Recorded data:
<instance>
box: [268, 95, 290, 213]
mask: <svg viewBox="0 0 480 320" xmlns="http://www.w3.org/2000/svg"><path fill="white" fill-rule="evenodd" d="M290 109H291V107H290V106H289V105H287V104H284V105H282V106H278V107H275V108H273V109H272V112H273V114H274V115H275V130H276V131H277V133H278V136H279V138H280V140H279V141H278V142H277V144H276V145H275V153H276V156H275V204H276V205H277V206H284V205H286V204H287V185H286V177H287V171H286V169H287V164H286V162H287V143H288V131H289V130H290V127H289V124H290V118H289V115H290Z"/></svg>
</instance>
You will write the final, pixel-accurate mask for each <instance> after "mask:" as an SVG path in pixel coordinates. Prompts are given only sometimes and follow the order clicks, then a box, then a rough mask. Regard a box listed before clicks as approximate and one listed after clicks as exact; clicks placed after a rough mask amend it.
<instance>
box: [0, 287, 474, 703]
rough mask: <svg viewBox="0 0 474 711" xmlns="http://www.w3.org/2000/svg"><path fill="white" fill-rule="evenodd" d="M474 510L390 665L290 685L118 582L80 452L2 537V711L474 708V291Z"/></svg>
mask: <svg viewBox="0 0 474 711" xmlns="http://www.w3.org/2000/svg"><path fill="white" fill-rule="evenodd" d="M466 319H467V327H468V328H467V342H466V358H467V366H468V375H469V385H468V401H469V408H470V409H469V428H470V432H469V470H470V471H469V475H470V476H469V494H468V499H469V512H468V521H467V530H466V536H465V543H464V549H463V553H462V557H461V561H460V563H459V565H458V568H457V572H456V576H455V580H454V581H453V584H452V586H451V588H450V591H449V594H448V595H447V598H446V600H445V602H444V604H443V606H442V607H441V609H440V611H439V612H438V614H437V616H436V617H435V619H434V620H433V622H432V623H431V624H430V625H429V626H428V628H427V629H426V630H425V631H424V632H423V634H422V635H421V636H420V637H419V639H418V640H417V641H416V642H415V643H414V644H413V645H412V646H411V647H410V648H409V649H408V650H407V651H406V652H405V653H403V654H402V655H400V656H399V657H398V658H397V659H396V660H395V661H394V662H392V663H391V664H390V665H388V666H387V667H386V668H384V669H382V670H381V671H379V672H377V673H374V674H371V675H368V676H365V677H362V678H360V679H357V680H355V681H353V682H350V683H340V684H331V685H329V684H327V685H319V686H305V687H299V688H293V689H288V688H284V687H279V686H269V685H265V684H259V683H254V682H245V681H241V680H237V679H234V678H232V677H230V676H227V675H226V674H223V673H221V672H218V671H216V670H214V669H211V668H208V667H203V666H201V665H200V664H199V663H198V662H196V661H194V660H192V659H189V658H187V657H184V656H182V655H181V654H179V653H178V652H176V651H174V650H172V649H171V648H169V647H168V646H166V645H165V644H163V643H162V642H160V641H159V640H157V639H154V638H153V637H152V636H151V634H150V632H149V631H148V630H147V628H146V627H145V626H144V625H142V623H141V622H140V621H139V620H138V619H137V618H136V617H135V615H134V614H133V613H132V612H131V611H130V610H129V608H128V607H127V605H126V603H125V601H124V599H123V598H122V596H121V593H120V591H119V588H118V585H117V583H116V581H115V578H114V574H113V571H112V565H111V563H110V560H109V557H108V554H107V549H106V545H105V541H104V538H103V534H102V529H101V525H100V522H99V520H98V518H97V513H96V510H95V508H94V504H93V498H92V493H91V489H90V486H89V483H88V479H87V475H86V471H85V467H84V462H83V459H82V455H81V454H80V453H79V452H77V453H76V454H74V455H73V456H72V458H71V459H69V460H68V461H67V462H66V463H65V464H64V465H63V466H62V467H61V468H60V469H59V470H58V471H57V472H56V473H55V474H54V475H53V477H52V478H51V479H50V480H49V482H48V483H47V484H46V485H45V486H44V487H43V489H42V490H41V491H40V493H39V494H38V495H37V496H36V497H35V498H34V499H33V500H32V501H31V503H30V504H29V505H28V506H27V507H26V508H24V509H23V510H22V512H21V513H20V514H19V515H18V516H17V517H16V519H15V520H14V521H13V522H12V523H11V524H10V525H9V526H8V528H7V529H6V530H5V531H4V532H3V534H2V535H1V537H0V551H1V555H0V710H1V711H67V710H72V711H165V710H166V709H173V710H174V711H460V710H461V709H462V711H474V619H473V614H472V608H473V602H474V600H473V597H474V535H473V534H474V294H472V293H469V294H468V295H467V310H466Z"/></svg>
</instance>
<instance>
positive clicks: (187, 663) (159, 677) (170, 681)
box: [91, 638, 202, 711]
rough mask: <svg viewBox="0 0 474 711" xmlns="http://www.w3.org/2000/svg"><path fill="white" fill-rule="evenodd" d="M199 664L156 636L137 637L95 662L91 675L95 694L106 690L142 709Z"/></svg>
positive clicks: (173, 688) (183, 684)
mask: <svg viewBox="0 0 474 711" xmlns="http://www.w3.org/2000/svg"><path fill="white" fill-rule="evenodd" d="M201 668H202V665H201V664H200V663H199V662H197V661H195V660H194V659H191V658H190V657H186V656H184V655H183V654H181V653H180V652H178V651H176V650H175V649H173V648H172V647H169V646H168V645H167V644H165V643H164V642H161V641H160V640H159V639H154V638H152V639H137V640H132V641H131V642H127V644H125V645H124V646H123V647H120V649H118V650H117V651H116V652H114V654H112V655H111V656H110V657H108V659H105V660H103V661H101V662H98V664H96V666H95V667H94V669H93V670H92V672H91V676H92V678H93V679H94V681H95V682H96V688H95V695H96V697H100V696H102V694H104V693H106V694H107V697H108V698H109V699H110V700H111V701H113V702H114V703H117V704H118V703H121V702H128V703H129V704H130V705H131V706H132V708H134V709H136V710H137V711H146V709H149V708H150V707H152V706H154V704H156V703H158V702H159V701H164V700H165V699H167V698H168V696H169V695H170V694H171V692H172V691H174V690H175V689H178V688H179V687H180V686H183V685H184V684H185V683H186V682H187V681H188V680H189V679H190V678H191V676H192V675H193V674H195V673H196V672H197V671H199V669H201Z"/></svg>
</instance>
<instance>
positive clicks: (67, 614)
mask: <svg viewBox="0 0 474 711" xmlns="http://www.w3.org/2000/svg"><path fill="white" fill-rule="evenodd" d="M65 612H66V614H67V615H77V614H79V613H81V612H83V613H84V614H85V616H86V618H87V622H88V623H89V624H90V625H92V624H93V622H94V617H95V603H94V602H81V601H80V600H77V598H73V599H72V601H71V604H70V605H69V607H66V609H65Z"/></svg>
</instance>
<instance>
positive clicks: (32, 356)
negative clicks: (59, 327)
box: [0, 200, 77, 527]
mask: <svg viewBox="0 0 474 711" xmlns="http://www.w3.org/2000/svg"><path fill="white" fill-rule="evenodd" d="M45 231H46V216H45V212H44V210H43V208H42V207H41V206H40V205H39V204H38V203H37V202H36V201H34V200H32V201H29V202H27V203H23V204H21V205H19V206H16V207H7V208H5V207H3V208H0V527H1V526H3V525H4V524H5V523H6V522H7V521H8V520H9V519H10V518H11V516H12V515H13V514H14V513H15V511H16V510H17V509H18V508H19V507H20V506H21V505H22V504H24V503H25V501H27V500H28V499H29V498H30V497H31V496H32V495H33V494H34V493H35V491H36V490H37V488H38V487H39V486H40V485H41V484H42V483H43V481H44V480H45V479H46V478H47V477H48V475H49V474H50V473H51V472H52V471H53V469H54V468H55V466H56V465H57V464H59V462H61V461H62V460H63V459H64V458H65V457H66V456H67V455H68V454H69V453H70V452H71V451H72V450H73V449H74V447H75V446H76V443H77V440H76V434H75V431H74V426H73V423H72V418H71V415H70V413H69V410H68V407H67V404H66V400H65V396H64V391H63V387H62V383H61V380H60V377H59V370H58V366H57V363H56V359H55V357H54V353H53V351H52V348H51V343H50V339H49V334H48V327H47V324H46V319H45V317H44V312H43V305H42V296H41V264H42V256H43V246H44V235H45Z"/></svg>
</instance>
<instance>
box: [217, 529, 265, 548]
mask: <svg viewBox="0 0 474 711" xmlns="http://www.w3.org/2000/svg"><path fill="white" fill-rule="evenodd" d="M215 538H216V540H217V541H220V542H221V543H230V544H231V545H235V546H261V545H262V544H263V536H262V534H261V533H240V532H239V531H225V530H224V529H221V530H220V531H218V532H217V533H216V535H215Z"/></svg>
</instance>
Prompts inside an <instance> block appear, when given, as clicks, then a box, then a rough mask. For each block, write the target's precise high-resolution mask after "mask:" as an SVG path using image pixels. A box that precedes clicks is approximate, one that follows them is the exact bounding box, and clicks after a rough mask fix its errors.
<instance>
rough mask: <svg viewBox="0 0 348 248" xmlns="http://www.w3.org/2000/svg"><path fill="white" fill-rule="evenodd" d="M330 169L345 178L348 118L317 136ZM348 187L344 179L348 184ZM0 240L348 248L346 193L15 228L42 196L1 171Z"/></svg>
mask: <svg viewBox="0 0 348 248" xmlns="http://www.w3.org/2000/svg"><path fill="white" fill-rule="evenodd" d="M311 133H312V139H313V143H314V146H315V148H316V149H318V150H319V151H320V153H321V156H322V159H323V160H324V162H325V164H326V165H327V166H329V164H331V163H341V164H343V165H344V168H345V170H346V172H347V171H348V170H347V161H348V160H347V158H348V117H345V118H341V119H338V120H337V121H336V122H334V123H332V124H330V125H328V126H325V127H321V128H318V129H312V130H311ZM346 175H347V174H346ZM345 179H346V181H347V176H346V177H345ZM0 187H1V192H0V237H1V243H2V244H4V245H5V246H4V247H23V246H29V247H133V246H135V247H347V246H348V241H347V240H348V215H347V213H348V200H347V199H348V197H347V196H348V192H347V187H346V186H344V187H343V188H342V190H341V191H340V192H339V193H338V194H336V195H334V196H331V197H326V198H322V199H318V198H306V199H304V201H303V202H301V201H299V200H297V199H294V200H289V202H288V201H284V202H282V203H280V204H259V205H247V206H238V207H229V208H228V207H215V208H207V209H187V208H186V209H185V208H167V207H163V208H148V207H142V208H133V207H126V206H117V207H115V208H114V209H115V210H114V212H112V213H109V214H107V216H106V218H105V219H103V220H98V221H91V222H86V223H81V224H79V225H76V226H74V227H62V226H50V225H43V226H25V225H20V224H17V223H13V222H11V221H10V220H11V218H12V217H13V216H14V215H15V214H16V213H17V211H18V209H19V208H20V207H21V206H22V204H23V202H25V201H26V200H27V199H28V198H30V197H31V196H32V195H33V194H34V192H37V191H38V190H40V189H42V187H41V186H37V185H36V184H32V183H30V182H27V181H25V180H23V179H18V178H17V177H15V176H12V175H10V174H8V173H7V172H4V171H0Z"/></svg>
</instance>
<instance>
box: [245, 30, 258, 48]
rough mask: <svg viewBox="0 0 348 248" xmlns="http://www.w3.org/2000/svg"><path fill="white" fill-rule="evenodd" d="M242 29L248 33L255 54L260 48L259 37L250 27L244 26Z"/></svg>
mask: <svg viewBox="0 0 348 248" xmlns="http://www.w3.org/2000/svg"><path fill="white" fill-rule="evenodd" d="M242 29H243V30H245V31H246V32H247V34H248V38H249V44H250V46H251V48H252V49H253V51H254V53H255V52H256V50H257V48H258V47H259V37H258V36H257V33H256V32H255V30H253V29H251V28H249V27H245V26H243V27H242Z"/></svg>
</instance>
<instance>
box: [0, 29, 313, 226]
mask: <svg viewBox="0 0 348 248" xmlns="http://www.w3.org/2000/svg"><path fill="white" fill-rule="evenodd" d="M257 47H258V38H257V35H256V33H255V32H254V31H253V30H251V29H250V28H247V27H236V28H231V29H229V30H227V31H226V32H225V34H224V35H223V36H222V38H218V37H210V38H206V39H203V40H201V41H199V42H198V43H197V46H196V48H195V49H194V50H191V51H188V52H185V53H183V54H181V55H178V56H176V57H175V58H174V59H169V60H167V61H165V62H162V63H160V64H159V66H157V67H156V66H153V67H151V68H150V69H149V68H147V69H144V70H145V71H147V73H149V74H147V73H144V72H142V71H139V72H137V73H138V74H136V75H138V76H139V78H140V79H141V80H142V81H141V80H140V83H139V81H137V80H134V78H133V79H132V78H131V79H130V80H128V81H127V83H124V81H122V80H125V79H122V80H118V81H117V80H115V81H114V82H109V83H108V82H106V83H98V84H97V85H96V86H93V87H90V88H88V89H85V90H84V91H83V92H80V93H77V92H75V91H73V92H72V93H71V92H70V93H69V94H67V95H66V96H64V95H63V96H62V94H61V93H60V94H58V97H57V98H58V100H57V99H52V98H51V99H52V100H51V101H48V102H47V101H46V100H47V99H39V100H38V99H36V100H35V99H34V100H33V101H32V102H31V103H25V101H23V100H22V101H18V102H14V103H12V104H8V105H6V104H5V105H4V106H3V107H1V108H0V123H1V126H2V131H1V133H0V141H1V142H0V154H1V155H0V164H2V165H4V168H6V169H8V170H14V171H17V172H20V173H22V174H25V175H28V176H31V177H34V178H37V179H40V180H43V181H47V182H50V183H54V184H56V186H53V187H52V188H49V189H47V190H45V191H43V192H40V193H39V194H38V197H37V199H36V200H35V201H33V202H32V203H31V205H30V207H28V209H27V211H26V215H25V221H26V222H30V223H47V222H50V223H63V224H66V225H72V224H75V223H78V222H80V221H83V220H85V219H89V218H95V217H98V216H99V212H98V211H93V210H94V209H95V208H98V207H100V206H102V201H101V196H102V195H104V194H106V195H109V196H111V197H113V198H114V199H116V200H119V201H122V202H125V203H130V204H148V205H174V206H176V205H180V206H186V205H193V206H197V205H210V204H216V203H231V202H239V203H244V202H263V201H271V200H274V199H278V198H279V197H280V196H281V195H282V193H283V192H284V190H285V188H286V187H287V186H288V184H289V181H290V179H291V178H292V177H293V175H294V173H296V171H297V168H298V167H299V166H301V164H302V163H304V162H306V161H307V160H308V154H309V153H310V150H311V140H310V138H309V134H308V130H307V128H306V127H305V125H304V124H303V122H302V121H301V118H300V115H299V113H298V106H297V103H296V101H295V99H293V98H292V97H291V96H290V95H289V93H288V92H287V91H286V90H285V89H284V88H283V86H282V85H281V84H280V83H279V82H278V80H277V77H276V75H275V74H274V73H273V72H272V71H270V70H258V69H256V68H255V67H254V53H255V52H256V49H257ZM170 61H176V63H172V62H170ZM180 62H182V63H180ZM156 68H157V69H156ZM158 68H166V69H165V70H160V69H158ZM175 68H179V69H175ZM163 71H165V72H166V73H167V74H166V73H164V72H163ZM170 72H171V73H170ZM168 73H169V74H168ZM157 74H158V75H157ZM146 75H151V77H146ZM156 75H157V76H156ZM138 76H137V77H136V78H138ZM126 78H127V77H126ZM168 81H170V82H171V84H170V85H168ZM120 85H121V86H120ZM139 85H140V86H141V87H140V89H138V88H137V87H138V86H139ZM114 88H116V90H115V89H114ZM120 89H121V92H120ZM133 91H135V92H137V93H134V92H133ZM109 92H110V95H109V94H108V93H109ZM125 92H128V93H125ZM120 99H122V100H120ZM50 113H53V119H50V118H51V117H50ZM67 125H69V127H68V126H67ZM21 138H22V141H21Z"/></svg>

◆ Exercise details: Copy down each line in the entries that has the word "after".

◆ Response to the exercise:
You will write the final, pixel-accurate mask for each <instance> after "mask:" as an SVG path in pixel coordinates. Prompts are given only sometimes and follow the order clicks, then a box, then a rough mask. Regard a box listed before clicks as approximate and one listed after clicks as exact; clicks placed after a rough mask amend it.
Prompts inside an <instance> block appear, when given, as clicks, then a box, then a rough mask. For each block, write the target's precise high-resolution mask after "mask:" as an SVG path using image pixels. A box that precedes clicks is approximate, one that follows them is the exact bounding box, and clicks after a rough mask fix its errors.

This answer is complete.